=== Section Start ===
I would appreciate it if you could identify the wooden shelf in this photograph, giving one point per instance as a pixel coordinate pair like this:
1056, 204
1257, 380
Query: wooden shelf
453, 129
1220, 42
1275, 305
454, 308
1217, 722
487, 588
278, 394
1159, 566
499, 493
=== Section End ===
## What is expected
Please return all of the entries shown above, exactly as they stand.

## Result for this task
I would appreciate it if you could identify the wooden shelf in this photograph, giving one point per instance as a pixel coordinate pair like this:
1056, 204
1257, 380
Query: wooden shelf
453, 129
1220, 42
1275, 305
454, 308
1217, 722
487, 588
278, 394
1159, 566
499, 493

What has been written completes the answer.